[Records from a collection]

****************************************

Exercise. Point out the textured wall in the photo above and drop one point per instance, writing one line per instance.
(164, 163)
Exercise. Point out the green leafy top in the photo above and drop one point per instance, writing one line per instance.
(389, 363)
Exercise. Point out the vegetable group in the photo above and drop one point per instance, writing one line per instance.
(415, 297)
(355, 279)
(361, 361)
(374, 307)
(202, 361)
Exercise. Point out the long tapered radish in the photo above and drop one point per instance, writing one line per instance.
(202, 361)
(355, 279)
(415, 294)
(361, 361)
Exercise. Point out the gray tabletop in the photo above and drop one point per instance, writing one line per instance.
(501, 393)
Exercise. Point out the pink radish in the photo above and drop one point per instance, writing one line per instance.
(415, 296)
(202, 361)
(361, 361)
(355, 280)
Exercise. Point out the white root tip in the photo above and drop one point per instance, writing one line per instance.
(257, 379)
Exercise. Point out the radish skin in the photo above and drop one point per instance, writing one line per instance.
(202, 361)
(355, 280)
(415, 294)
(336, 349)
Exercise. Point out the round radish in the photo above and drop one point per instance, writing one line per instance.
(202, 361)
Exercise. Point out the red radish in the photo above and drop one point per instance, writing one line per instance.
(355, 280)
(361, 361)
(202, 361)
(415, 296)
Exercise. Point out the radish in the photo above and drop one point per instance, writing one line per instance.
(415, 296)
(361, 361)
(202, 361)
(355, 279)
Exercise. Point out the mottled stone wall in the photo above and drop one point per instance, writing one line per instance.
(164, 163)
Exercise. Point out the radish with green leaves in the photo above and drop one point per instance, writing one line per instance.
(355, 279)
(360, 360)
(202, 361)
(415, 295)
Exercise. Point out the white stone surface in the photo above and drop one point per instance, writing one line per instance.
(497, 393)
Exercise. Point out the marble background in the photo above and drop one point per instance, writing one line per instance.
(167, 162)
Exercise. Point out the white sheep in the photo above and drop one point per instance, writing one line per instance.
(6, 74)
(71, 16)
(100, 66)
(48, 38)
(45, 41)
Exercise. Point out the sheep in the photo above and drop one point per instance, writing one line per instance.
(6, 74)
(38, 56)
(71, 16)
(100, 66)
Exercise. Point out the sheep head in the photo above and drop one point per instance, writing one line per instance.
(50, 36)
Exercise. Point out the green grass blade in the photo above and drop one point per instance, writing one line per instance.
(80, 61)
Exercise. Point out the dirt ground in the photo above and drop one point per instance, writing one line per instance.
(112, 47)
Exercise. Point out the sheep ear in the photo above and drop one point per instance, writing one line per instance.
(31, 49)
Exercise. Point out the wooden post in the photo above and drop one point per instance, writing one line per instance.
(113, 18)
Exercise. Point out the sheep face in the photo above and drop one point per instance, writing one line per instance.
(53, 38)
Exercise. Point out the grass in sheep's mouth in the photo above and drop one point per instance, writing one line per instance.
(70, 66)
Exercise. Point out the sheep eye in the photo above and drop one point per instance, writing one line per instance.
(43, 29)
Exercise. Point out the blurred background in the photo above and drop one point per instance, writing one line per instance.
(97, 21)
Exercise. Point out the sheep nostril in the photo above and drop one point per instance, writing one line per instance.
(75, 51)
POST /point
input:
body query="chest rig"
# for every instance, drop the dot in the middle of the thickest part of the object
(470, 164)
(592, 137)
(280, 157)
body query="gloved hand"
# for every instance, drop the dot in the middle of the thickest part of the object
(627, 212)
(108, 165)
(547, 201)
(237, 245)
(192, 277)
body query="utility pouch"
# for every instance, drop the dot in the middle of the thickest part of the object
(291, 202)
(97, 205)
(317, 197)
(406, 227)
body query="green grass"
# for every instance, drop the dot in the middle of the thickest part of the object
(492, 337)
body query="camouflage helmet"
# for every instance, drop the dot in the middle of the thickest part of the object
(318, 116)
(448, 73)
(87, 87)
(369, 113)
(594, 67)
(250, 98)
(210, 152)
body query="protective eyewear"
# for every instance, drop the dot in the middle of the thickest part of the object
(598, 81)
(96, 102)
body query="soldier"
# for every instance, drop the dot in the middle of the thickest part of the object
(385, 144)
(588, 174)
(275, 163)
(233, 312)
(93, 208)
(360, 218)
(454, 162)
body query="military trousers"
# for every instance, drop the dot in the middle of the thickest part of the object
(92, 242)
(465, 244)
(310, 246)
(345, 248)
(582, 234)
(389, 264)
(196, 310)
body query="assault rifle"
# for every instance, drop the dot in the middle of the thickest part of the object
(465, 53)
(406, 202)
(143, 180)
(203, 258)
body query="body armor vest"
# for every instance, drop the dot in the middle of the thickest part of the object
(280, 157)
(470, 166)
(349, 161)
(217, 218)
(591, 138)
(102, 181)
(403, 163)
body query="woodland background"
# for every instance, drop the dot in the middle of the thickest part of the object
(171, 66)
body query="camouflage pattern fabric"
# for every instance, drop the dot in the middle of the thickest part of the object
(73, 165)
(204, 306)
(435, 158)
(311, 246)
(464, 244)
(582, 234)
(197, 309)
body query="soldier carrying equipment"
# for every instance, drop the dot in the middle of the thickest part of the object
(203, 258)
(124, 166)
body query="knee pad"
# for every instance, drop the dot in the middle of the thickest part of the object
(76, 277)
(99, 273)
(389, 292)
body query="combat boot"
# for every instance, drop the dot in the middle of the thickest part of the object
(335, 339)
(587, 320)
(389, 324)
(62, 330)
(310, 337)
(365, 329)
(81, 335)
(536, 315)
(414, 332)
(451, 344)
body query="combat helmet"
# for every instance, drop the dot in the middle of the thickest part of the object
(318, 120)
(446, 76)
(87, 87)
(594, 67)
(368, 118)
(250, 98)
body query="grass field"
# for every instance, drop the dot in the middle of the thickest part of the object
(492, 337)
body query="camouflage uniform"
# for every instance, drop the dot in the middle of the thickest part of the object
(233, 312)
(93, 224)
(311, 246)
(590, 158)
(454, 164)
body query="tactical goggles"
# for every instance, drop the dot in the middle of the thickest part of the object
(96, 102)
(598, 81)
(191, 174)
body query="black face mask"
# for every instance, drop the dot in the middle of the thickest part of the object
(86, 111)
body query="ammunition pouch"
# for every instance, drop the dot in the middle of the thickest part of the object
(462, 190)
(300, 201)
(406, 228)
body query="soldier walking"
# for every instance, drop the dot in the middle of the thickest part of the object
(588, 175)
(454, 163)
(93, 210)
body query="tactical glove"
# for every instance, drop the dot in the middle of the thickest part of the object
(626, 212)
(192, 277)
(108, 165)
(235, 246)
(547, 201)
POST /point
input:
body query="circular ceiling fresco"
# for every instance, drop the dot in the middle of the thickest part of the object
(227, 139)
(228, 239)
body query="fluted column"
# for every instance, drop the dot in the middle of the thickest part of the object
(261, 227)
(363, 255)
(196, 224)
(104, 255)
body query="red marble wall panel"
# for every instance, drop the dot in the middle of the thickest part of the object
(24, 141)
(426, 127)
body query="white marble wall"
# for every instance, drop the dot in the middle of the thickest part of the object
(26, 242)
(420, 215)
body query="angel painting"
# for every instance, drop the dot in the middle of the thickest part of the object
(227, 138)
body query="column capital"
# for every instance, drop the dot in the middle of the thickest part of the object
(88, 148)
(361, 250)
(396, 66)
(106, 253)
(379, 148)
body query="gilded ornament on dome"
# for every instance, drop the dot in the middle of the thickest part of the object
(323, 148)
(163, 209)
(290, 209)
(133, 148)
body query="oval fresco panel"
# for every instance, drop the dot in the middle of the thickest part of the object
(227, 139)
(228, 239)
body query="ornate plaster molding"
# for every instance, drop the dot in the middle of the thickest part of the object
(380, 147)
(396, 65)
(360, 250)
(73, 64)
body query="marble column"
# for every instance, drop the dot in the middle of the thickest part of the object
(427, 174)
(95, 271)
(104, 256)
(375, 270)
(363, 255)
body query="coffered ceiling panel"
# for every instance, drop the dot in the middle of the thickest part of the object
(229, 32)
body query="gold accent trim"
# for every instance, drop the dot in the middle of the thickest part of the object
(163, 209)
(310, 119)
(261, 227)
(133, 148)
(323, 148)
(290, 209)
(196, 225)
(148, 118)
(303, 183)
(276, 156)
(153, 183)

****************************************

### [Task description]
Please give only the count of lines above containing "fresco".

### [Expected answer]
2